# TASK STATEMENT
Write out, please, the line containing "the orange throat" together with all lines after it, up to and including the last one, with no other output.

begin

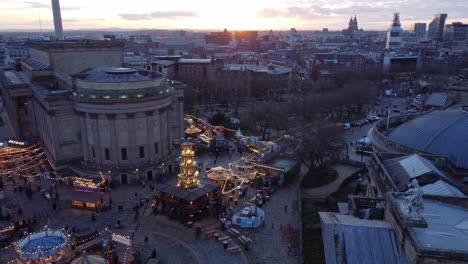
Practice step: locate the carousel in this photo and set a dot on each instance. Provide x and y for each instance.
(192, 131)
(219, 175)
(249, 217)
(43, 247)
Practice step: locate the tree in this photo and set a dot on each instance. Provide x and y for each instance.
(317, 145)
(265, 116)
(218, 119)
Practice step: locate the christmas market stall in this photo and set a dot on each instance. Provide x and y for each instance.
(280, 170)
(192, 131)
(20, 159)
(250, 217)
(84, 200)
(6, 233)
(188, 198)
(42, 247)
(219, 175)
(20, 215)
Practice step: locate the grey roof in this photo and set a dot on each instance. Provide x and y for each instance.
(439, 133)
(441, 188)
(164, 62)
(403, 169)
(37, 65)
(371, 245)
(110, 75)
(436, 99)
(16, 77)
(194, 61)
(447, 229)
(364, 241)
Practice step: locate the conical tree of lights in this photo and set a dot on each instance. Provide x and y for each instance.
(188, 176)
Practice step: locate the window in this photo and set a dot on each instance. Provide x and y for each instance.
(142, 152)
(149, 175)
(123, 153)
(107, 153)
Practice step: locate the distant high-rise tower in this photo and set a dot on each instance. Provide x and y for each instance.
(57, 19)
(419, 30)
(436, 27)
(394, 33)
(352, 27)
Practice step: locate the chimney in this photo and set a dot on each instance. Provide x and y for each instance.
(57, 19)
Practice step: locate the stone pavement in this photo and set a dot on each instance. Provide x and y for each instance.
(174, 242)
(322, 192)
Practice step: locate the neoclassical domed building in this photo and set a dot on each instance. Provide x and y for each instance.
(91, 113)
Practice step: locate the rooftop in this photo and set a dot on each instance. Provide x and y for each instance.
(48, 45)
(363, 241)
(447, 228)
(404, 169)
(163, 62)
(438, 133)
(114, 75)
(194, 61)
(436, 99)
(270, 69)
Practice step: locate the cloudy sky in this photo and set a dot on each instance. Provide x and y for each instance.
(219, 14)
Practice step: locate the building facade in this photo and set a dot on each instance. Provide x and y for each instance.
(109, 118)
(436, 27)
(419, 30)
(394, 34)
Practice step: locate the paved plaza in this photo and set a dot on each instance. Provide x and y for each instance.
(173, 241)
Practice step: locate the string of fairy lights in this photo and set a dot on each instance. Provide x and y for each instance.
(34, 156)
(235, 169)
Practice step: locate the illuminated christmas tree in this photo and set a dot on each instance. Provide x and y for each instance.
(188, 176)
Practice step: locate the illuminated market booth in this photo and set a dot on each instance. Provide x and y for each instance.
(6, 233)
(42, 247)
(190, 198)
(87, 191)
(84, 200)
(19, 158)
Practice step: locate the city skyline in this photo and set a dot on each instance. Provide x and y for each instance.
(209, 14)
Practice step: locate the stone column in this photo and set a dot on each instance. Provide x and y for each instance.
(149, 136)
(113, 148)
(181, 117)
(55, 134)
(84, 136)
(131, 148)
(97, 138)
(163, 126)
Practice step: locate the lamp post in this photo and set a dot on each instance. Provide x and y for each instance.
(110, 189)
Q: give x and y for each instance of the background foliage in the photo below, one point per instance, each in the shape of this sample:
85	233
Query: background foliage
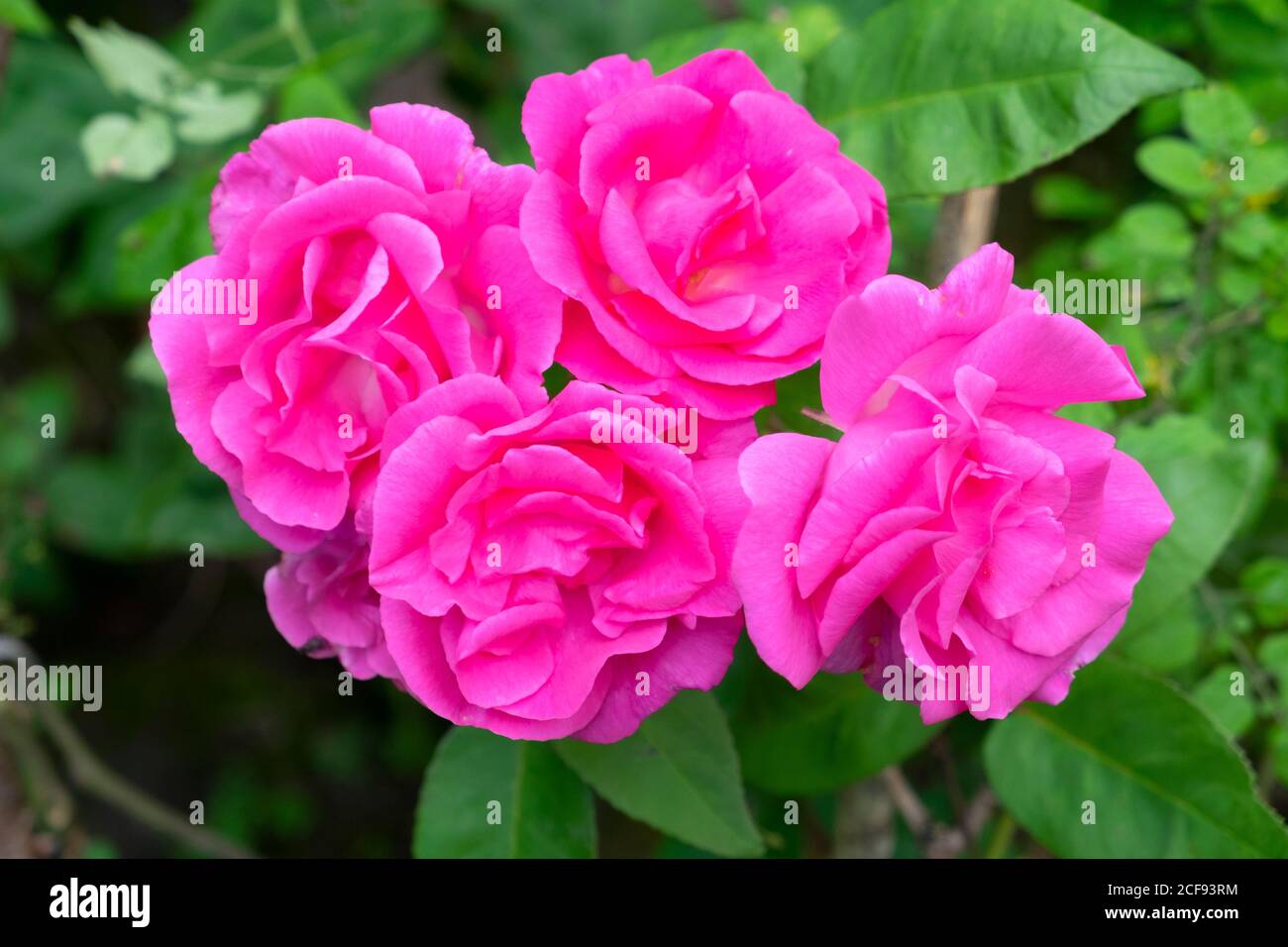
1115	163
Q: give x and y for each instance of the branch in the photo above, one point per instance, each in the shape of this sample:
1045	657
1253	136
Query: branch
97	779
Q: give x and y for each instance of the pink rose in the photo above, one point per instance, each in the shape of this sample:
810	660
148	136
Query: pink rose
323	605
702	224
540	579
353	270
958	530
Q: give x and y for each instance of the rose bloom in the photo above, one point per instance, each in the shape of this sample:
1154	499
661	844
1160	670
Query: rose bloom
703	226
958	523
323	605
377	263
540	579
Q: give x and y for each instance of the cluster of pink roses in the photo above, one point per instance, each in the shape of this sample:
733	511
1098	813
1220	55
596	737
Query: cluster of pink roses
684	241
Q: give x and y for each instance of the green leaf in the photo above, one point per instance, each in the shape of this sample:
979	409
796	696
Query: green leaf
1220	120
794	395
1177	166
679	774
50	95
1274	655
833	732
1250	235
313	93
207	115
1166	643
996	88
120	146
485	796
761	42
25	17
1158	231
1265	170
1234	712
1207	479
1237	285
130	63
1164	781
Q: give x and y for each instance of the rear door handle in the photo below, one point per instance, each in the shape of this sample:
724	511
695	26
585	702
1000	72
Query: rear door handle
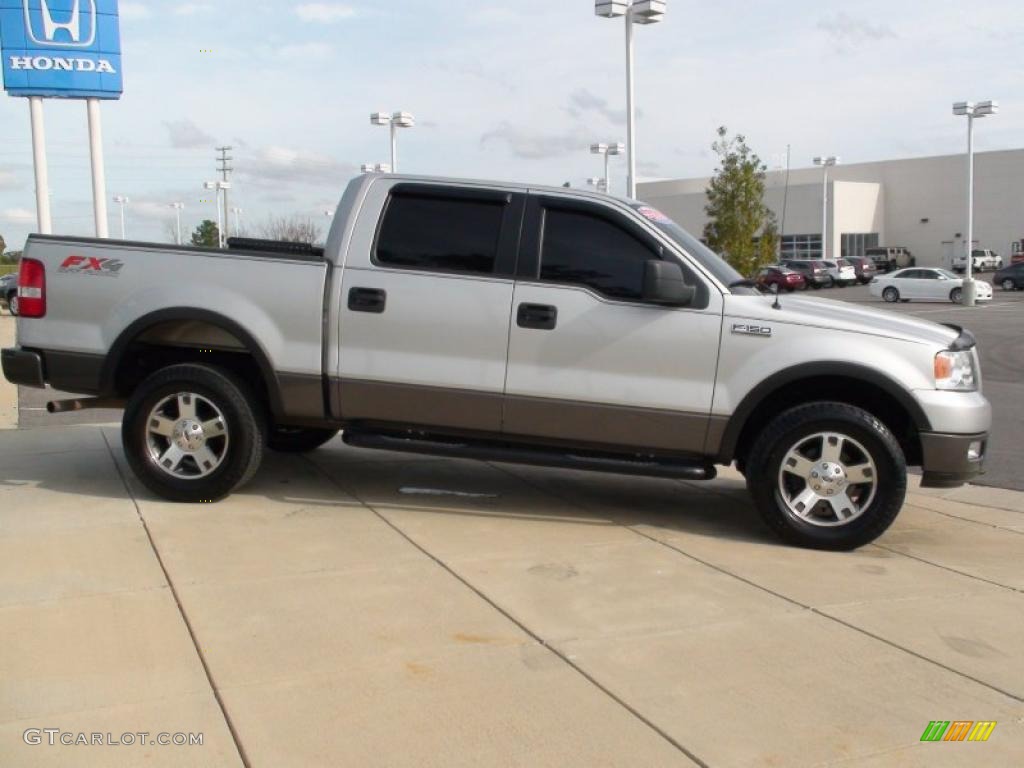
541	316
367	300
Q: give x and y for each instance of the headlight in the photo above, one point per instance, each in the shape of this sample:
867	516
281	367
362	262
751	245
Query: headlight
954	371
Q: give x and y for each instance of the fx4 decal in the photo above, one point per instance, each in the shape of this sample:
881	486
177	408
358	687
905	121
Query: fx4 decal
91	265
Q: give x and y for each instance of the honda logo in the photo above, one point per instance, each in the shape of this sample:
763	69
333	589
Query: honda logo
61	29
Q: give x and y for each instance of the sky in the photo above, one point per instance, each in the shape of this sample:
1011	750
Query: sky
503	90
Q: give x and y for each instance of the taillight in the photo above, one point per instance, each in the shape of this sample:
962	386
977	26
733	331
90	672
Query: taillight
32	289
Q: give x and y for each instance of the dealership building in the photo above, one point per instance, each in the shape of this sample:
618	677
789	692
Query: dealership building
920	204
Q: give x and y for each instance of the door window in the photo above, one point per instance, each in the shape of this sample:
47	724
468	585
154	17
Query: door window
587	250
440	233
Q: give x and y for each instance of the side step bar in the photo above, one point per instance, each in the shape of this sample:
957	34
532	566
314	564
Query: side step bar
541	457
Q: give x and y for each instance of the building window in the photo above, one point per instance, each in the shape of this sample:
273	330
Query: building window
801	247
856	244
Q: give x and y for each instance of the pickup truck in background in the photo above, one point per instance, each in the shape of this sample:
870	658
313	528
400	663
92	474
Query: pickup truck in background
508	323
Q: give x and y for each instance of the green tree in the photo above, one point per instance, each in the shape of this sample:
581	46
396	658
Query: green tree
207	235
739	225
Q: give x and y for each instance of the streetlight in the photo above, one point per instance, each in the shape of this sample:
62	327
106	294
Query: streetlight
177	219
972	111
219	186
616	147
122	201
395	120
825	164
635	11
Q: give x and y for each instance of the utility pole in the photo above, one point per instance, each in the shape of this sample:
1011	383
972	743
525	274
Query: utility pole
225	171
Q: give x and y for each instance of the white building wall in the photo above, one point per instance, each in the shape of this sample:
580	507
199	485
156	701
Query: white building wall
920	203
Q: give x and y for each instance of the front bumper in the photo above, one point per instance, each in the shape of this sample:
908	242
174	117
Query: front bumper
23	367
951	460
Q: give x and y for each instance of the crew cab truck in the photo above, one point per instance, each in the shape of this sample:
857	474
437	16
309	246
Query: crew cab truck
507	323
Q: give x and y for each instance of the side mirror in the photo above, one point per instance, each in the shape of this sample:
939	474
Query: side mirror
664	284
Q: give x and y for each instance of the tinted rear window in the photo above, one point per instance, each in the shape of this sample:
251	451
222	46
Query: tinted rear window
440	233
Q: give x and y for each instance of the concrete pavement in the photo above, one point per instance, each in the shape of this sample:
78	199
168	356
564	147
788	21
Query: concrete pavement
365	608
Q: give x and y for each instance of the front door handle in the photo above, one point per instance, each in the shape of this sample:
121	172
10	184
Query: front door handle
541	316
367	300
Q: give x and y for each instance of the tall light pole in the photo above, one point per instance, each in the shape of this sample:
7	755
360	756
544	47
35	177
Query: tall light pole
122	201
607	150
825	164
177	221
395	120
971	111
220	187
635	11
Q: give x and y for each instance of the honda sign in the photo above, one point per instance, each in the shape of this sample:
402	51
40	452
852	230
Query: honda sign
66	48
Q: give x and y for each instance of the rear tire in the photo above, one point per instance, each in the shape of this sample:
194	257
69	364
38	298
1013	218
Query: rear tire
297	439
803	472
190	433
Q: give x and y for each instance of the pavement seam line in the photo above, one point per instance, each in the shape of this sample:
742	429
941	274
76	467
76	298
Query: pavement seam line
181	610
779	595
526	630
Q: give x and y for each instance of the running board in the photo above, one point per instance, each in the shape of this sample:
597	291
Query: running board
541	457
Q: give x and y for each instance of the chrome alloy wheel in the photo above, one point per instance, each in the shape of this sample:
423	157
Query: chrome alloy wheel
827	479
186	435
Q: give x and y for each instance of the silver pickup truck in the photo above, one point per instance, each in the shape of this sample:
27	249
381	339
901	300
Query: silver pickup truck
507	323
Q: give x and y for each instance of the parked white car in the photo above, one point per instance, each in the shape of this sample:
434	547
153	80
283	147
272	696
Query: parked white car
981	259
841	271
922	284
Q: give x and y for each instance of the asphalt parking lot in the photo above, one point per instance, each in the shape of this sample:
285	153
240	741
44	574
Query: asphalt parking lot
377	609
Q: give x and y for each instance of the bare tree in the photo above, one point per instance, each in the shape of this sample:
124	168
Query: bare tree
293	228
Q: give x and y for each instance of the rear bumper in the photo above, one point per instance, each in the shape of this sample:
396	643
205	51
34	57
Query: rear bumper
951	460
23	367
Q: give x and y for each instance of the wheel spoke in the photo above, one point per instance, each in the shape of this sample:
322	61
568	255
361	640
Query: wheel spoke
797	465
214	428
859	473
186	406
805	501
161	425
206	460
171	459
832	446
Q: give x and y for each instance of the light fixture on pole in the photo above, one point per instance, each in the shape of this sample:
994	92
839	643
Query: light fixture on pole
971	110
219	187
635	11
616	147
825	164
395	120
122	201
177	221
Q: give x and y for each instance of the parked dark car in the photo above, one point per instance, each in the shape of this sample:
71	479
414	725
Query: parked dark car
815	272
1010	278
864	267
785	279
8	290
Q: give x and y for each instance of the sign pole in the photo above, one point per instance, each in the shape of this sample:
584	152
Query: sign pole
39	162
98	174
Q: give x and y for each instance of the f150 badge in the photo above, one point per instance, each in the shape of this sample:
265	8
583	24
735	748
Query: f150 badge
91	265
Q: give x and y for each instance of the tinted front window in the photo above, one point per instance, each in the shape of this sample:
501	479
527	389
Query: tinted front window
591	251
428	232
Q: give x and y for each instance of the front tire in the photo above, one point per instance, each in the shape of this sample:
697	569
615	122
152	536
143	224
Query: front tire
827	475
190	433
297	439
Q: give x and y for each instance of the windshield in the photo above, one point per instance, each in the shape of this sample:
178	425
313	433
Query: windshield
697	250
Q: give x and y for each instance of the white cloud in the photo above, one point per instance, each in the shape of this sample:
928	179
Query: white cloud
325	12
130	11
17	215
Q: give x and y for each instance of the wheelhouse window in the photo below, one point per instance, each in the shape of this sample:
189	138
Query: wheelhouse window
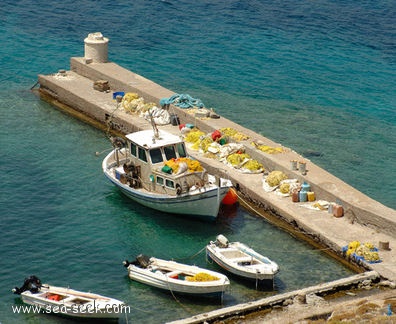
133	149
142	154
181	149
156	155
169	183
170	152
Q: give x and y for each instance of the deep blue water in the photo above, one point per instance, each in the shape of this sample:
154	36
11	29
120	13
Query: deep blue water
316	76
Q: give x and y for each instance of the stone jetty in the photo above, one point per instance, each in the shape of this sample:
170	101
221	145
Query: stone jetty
86	90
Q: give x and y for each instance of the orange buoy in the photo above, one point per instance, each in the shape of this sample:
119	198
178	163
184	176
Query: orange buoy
230	198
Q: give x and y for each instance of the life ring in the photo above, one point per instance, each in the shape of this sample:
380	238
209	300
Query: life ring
178	190
135	183
118	142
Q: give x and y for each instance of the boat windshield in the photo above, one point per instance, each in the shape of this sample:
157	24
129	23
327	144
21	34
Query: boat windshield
170	152
156	156
181	149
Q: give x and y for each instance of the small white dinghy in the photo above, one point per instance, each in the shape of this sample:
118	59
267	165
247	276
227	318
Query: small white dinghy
69	302
176	277
241	260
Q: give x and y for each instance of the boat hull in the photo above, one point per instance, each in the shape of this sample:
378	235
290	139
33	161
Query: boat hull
175	281
250	265
74	304
204	203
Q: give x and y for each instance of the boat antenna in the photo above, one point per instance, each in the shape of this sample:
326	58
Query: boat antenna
154	125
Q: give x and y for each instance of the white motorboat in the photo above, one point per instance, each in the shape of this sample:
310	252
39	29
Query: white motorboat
69	302
153	168
176	277
241	260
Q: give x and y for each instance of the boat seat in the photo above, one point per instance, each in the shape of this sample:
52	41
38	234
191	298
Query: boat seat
243	259
173	274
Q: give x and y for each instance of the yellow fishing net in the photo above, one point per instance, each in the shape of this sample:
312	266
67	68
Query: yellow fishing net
202	276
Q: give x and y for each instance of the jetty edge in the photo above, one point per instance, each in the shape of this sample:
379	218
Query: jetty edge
365	220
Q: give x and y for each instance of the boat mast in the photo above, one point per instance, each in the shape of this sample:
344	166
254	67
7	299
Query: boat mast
154	125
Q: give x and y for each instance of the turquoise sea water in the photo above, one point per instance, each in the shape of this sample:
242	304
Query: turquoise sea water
318	77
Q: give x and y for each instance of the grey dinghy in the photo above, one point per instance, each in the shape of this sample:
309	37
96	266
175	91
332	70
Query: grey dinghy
138	168
69	302
241	260
176	277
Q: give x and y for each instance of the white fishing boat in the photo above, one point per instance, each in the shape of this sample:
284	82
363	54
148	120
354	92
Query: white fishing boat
69	302
176	277
153	168
241	260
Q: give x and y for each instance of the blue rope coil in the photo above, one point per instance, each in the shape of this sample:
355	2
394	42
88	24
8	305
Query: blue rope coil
182	101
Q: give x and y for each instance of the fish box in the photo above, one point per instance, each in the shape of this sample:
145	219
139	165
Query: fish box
338	210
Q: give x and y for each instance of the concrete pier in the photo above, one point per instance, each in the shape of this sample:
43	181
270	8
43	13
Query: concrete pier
365	219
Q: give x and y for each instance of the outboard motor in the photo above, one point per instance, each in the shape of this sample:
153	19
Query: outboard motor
221	241
33	284
143	260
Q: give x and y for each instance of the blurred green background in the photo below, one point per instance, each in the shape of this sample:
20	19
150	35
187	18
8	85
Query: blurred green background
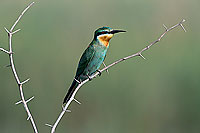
157	95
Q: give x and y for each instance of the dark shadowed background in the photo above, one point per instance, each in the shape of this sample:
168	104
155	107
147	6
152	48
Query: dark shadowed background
157	95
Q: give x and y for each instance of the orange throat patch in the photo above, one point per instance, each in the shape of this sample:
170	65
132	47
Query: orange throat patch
104	39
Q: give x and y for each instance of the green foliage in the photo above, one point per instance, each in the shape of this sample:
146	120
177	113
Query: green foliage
157	95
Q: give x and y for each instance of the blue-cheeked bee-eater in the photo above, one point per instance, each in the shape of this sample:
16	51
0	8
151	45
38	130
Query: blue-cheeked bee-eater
92	57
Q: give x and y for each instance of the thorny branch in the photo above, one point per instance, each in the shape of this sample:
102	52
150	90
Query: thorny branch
65	108
12	65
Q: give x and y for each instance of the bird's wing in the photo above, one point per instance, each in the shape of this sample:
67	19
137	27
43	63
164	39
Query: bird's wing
85	59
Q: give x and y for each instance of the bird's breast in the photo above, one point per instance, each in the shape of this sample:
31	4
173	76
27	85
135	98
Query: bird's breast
104	39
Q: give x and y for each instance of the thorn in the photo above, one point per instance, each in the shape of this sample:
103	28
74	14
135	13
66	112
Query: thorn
77	80
7	52
105	66
165	26
16	31
28	118
99	72
30	99
142	56
24	81
18	102
77	101
182	27
65	109
7	65
7	30
49	125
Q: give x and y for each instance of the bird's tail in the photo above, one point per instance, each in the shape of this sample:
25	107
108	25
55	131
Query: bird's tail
70	91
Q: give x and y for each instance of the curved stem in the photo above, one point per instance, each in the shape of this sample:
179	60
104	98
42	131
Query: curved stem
107	67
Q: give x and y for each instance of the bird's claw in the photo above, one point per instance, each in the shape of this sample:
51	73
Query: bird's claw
77	81
90	79
99	72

end

# SOLUTION TO THE EXERCISE
Q: give x and y for each instance of the orange throat patch in the photo above, one point per instance, each in the shape of this sample:
170	65
132	47
Query: orange throat patch
104	39
Q: give x and y for each instance of the green foliage in the photo above, one point per instance, each in the shape of this sample:
146	120
177	113
Query: green foliage
157	95
Q: give x and y for each instance of the blue-cheeked bee-eater in the photo above, one point per instance, each in the shape of this sample:
16	51
0	8
151	45
38	130
Query: blue-cheeked bee-eater
92	57
Q: give x and y for each instance of the thorny branch in the photo above, one point per instance, each in the shape of this sample:
102	52
150	90
Query: thorny branch
65	108
12	65
Q: give x and y for each instance of the bird's wing in the photo above, one point per instance, each in the shape of this sample:
67	19
137	27
43	63
164	39
Query: bird's wing
85	59
Q: give x and y for each instance of the bird's breast in the photo above, one point per instance, each in the shape of this sample:
31	4
173	76
27	85
135	98
Query: bird's breast
104	39
Q: give x and y for each instance of the thorn in the photo above, one point per instance, each in the shape of this sample:
103	28
74	14
135	13
66	112
Query: thorn
77	80
7	52
105	66
165	26
16	31
28	118
99	72
30	99
142	56
24	81
18	102
77	101
182	27
65	109
7	65
7	30
49	125
Q: give x and y for each instance of the bird's tail in the photo above, one point per instance, each in the shape of this sample:
25	107
108	25
55	131
Query: bird's tail
70	91
Q: give x and y for each instance of the curved stem in the photo above, one point per instance, each in the shape of this sample:
179	60
104	98
42	131
Query: curved stem
107	67
Q: give x and y for each instance of the bird's claw in the photo above, one point per instance, each in the shape of this sample:
51	73
Query: bird's claw
77	81
90	79
99	72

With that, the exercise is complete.